Start of Block
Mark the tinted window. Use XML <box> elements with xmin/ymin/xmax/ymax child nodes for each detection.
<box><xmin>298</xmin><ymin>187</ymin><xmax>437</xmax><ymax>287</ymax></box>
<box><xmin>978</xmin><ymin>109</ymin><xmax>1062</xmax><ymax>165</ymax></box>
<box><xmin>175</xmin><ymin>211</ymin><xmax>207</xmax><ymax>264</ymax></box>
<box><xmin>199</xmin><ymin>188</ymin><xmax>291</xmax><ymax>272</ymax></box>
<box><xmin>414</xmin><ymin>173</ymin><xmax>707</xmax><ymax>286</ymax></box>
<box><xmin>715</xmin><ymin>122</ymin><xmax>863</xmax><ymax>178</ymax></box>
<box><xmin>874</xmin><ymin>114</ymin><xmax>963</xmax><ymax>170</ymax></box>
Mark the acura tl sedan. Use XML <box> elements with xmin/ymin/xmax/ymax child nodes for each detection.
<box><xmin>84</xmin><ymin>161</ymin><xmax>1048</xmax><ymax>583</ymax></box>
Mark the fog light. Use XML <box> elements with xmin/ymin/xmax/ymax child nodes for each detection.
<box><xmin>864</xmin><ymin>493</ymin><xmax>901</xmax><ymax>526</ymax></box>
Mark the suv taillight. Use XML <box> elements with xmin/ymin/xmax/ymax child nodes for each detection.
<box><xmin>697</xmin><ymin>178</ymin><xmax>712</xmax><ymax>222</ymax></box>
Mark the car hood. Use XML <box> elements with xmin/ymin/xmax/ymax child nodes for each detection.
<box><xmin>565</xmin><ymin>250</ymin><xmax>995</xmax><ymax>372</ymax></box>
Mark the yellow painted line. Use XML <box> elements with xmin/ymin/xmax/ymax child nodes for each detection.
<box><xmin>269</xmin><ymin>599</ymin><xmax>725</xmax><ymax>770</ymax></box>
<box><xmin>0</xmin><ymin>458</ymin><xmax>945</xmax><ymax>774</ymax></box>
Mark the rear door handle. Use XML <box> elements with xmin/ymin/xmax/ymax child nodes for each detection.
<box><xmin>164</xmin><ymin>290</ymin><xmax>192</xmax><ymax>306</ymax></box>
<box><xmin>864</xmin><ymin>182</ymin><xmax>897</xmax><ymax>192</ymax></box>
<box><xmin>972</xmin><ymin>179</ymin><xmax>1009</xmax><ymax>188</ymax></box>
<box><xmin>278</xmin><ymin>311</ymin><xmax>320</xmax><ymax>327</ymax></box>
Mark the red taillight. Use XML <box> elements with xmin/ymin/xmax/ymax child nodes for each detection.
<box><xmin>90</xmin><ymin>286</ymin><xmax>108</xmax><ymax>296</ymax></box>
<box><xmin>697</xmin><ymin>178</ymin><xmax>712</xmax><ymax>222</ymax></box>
End of Block
(What you have to do): Repeat each entry exactly, so that nothing in the listing is lost.

(Solution for this task):
Mark the tinted window. Use XML <box> elements with xmin/ymin/xmax/ymax child nodes for each detection.
<box><xmin>298</xmin><ymin>187</ymin><xmax>437</xmax><ymax>287</ymax></box>
<box><xmin>978</xmin><ymin>109</ymin><xmax>1062</xmax><ymax>165</ymax></box>
<box><xmin>175</xmin><ymin>211</ymin><xmax>207</xmax><ymax>264</ymax></box>
<box><xmin>199</xmin><ymin>188</ymin><xmax>291</xmax><ymax>272</ymax></box>
<box><xmin>414</xmin><ymin>173</ymin><xmax>707</xmax><ymax>286</ymax></box>
<box><xmin>715</xmin><ymin>122</ymin><xmax>863</xmax><ymax>178</ymax></box>
<box><xmin>874</xmin><ymin>114</ymin><xmax>963</xmax><ymax>170</ymax></box>
Mark the acura tl sedan. Use XML <box> elements with xmin/ymin/xmax/ymax child nodes for each detection.
<box><xmin>84</xmin><ymin>161</ymin><xmax>1048</xmax><ymax>583</ymax></box>
Mark the fog light. Use XML <box> elements with xmin/ymin/xmax/ymax child nodes for each detection.
<box><xmin>864</xmin><ymin>493</ymin><xmax>901</xmax><ymax>526</ymax></box>
Mark the suv taillight. Use XML <box> elements with xmin/ymin/xmax/ymax child nodes for each detection.
<box><xmin>697</xmin><ymin>178</ymin><xmax>712</xmax><ymax>222</ymax></box>
Mark the car hood. Use XML <box> elements with xmin/ymin/xmax/ymax child nodes for each detection.
<box><xmin>565</xmin><ymin>250</ymin><xmax>995</xmax><ymax>372</ymax></box>
Mark the yellow painted line. Use XML <box> elements with xmin/ymin/xmax/ymax child nodes for each detection.
<box><xmin>269</xmin><ymin>599</ymin><xmax>725</xmax><ymax>770</ymax></box>
<box><xmin>0</xmin><ymin>458</ymin><xmax>945</xmax><ymax>774</ymax></box>
Mark the rear door handle. Use XML <box> elements with xmin/ymin/xmax/ymax child nodes for each detection.
<box><xmin>164</xmin><ymin>290</ymin><xmax>192</xmax><ymax>306</ymax></box>
<box><xmin>864</xmin><ymin>182</ymin><xmax>897</xmax><ymax>192</ymax></box>
<box><xmin>972</xmin><ymin>179</ymin><xmax>1009</xmax><ymax>188</ymax></box>
<box><xmin>278</xmin><ymin>311</ymin><xmax>320</xmax><ymax>327</ymax></box>
Mark the red taillight. Use XML <box> elements with xmin/ymin/xmax/ymax child nodes for each detection.
<box><xmin>90</xmin><ymin>286</ymin><xmax>108</xmax><ymax>296</ymax></box>
<box><xmin>697</xmin><ymin>178</ymin><xmax>712</xmax><ymax>222</ymax></box>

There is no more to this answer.